Exercise objective: Rewrite the items starting at the line that contains "Where can the downspout" and ending at the line that contains "pixel 181 49", putting "rain pipe" in place of "drainpipe" and leaving everything else unchanged.

[Items from a dataset]
## Start
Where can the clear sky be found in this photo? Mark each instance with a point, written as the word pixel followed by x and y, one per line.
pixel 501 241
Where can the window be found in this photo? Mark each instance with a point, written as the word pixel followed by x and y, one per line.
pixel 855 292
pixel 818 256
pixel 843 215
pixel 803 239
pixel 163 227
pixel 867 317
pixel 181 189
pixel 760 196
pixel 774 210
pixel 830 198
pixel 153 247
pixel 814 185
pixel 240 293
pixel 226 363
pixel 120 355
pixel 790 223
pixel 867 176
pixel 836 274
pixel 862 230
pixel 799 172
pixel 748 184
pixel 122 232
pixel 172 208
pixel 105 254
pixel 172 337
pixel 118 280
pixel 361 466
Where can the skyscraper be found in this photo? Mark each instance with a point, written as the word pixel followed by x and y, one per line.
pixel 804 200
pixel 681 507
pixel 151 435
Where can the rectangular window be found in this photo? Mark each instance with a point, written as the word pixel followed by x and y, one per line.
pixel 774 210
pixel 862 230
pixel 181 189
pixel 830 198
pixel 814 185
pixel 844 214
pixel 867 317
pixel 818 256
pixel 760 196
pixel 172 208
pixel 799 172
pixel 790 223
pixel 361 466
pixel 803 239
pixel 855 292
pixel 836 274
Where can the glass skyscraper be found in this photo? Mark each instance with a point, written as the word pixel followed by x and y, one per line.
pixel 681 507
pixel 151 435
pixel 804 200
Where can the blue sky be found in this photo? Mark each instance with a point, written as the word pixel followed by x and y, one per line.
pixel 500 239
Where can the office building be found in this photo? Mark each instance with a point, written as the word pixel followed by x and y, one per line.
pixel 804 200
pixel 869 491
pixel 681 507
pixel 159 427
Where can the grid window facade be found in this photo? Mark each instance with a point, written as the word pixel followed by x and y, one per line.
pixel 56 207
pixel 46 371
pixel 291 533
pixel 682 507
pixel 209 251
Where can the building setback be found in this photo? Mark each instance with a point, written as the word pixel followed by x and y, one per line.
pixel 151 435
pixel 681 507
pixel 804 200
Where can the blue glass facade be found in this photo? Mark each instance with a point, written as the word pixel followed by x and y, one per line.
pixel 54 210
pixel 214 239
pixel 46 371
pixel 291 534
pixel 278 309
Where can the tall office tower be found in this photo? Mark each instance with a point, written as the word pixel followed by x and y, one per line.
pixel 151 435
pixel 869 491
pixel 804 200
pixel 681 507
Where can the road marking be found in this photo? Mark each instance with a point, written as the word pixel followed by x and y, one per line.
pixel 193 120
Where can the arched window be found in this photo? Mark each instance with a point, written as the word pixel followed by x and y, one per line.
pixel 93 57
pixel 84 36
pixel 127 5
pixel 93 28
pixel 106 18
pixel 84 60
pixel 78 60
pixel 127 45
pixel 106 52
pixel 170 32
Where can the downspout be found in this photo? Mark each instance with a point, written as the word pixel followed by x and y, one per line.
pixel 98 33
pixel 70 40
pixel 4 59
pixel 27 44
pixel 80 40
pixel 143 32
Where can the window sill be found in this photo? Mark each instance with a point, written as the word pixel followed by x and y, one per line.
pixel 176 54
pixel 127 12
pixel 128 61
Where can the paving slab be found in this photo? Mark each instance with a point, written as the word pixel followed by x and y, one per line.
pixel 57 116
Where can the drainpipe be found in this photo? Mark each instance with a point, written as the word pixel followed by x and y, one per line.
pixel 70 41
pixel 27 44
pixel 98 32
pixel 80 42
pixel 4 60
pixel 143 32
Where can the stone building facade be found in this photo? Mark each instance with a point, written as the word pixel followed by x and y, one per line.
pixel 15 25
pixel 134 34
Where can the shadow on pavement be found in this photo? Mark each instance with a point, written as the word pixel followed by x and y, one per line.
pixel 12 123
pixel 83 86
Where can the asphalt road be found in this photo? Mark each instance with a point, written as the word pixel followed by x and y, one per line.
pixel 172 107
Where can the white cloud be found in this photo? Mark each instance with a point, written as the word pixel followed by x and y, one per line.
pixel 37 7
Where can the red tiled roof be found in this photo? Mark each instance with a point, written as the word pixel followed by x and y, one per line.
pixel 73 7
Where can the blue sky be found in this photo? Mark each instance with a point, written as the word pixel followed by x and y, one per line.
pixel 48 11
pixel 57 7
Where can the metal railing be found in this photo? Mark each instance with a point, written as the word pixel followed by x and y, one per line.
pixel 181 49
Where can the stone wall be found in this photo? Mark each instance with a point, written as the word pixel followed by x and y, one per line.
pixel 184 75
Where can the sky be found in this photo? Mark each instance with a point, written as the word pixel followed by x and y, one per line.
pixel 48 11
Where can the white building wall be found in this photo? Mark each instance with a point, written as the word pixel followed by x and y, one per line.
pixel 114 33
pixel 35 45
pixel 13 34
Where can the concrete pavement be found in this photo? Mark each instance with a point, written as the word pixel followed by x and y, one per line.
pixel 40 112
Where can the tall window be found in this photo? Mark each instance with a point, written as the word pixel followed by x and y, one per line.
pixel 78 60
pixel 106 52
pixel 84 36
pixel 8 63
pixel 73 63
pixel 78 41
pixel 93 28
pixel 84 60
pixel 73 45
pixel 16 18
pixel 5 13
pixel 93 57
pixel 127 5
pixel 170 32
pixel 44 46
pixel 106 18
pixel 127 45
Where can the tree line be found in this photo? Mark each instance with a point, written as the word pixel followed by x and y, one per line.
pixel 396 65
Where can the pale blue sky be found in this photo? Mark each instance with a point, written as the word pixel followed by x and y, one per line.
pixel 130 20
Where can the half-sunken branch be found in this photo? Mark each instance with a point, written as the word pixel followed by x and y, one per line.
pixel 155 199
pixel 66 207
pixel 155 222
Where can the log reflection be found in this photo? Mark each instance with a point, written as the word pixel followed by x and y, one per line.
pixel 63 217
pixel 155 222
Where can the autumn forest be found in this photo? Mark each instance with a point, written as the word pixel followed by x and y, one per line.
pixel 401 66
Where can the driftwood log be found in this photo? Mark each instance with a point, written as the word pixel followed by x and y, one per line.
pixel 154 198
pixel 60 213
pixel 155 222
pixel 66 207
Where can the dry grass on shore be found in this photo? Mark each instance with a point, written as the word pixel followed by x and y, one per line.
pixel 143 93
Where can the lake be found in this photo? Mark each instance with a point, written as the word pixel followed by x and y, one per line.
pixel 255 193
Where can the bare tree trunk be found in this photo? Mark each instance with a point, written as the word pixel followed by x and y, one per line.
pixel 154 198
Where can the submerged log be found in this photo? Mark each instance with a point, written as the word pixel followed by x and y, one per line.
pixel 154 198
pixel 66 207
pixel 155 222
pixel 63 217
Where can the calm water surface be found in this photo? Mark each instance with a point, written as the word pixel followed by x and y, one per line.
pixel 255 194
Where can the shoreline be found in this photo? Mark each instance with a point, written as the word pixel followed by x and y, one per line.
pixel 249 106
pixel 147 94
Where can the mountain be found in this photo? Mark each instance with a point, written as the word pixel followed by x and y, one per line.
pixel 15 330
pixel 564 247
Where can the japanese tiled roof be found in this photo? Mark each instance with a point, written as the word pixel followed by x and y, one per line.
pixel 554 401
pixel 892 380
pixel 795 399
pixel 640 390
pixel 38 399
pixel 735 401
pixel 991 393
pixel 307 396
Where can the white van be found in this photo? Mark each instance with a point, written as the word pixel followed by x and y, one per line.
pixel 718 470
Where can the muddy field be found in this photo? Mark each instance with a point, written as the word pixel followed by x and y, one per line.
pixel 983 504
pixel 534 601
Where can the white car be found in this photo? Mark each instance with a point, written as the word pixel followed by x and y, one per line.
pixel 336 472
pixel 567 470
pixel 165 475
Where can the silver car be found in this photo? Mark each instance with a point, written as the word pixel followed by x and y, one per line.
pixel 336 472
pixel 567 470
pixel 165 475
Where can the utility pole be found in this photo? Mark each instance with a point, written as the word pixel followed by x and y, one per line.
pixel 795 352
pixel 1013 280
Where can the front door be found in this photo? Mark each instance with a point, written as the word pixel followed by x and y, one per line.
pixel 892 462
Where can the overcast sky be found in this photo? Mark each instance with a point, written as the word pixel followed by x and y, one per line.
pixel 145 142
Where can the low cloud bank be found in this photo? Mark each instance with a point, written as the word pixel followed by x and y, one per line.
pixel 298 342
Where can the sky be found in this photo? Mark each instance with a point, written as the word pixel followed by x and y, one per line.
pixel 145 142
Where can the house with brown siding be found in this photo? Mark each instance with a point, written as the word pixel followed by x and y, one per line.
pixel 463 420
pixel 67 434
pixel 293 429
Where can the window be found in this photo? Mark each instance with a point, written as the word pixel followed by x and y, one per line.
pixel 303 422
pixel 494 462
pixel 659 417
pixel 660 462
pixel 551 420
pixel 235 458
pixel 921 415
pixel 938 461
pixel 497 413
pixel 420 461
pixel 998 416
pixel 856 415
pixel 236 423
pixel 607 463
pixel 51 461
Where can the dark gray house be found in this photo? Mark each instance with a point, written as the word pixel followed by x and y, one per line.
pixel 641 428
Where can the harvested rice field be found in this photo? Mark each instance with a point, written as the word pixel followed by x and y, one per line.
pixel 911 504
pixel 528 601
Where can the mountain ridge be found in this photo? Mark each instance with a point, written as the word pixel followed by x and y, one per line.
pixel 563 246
## End
Final result:
Where can the downspout be found in this photo? Mark each instance with a point, written as the word pixel followed by x and y, one per line.
pixel 98 33
pixel 70 40
pixel 4 59
pixel 27 44
pixel 80 40
pixel 143 32
Where can the window sill be found in this photo? Mark each instance with a point, written as the word pixel followed by x and y, one per line.
pixel 176 54
pixel 127 12
pixel 128 61
Where can the paving slab be found in this photo? Mark each instance with a point, written as the word pixel followed by x and y, one per line.
pixel 57 116
Where can the rain pipe be found in this photo? Mark each instance with a point, written as the word pixel followed by x and y, one per line.
pixel 70 41
pixel 27 44
pixel 98 32
pixel 80 42
pixel 4 60
pixel 143 32
Where can the stone building facade be found in this photo? Mark each instance with a point, written as the word pixel followed by x and y, one per line.
pixel 15 25
pixel 134 34
Where can the shadow on pavement be found in this photo? Mark each instance with a point, written as the word pixel followed by x and y, one per line.
pixel 12 123
pixel 83 86
Where can the asphalt road be found in this photo? Mark each instance with a point, written as the word pixel followed by x and y, one per line.
pixel 172 107
Where can the white cloud be found in this photo? Mark each instance with a point, written as the word pixel followed by x and y, one per line.
pixel 37 7
Where can the red tiled roof be found in this photo? Mark each instance with a point, written as the word pixel followed by x and y, one per line.
pixel 73 7
Where can the blue sky be found in this photo? Mark each instance with a point, written as the word pixel followed by x and y, one per line.
pixel 48 11
pixel 57 7
Where can the metal railing be found in this photo? Mark each instance with a point, written as the word pixel followed by x and y, one per line.
pixel 181 49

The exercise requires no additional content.